(Some records)
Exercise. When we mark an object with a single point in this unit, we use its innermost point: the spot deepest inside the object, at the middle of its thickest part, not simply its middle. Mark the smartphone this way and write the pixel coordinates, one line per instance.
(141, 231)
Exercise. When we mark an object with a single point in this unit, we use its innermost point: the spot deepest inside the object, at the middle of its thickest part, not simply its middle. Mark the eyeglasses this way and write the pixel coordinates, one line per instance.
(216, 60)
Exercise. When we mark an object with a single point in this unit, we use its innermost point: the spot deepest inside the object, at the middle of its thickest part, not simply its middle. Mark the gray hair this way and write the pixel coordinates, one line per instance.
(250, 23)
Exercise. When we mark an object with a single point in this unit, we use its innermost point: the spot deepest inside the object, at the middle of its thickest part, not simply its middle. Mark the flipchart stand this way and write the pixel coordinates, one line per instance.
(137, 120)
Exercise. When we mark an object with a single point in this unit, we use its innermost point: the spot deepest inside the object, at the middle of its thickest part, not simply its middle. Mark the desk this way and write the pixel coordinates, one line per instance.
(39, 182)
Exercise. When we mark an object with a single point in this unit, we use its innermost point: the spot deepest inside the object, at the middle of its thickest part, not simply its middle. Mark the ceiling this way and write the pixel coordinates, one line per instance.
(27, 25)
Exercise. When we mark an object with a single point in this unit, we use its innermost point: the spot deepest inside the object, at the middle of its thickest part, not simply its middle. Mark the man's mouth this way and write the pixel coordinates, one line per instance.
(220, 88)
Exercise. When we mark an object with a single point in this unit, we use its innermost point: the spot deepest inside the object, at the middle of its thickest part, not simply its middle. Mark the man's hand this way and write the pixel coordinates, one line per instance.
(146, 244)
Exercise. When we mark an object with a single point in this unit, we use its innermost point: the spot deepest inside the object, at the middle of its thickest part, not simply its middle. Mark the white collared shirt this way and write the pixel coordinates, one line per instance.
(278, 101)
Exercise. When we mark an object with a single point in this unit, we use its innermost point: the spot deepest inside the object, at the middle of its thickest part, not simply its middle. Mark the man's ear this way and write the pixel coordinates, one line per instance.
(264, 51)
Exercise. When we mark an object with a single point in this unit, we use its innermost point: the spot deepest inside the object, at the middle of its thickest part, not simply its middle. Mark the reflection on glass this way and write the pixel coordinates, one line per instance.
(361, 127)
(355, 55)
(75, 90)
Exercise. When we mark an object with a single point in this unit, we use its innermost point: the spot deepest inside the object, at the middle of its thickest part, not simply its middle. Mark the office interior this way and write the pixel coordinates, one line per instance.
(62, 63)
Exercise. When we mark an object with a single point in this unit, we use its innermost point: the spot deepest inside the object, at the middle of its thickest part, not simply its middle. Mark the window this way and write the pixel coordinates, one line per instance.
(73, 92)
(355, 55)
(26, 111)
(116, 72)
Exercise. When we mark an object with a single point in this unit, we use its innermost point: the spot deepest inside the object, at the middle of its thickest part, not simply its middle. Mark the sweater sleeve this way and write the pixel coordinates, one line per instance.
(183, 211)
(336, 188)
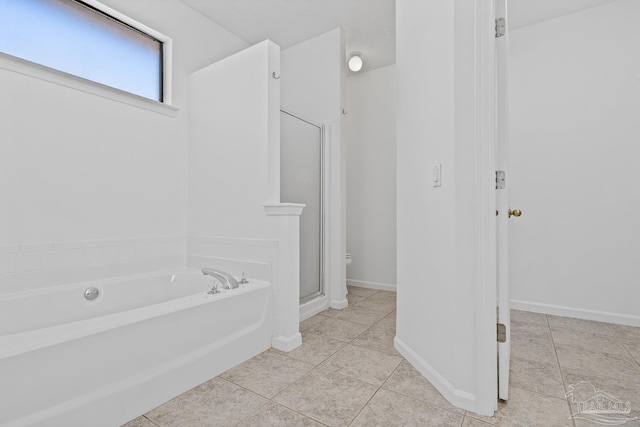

What this task involves:
How many lines of the records above contain the word "white"? Reply with the number alone.

Output for this exercise:
1